- To do
Collect each line in the data below that contains the word "antenna".

[Data drawn from a collection]
---

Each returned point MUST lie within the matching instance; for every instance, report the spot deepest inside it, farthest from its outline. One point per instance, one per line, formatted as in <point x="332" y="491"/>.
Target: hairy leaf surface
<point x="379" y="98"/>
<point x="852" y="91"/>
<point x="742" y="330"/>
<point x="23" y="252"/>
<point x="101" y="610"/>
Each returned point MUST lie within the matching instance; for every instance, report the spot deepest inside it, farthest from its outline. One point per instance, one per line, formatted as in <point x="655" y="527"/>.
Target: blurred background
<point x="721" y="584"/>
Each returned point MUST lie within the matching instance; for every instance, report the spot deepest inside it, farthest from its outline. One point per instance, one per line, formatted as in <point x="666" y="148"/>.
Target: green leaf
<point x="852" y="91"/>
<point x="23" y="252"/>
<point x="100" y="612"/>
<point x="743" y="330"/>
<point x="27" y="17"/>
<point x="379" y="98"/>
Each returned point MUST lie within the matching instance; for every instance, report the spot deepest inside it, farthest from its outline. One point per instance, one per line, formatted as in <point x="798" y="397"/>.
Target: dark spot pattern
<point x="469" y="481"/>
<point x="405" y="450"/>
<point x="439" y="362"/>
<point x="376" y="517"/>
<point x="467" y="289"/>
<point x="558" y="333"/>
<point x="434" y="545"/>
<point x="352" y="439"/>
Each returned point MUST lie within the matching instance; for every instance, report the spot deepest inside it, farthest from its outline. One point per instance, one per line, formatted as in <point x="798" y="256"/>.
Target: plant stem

---

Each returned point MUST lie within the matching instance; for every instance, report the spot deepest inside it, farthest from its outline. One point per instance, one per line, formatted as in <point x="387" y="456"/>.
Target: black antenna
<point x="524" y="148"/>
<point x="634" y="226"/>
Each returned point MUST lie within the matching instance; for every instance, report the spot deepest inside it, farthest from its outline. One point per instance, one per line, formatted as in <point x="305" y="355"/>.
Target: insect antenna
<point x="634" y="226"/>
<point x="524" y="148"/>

---

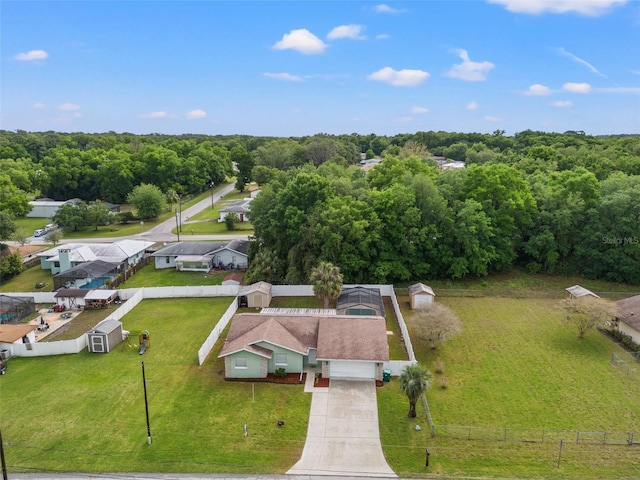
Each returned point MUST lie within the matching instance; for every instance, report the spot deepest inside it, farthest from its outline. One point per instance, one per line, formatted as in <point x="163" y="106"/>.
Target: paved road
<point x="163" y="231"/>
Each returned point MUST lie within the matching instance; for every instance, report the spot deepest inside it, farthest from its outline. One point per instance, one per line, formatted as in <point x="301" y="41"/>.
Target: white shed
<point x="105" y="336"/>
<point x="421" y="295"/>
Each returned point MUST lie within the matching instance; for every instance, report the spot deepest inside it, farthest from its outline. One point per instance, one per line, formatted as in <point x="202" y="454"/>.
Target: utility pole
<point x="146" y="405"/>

---

- Answer for this exercise
Target: black antenna
Target: insect antenna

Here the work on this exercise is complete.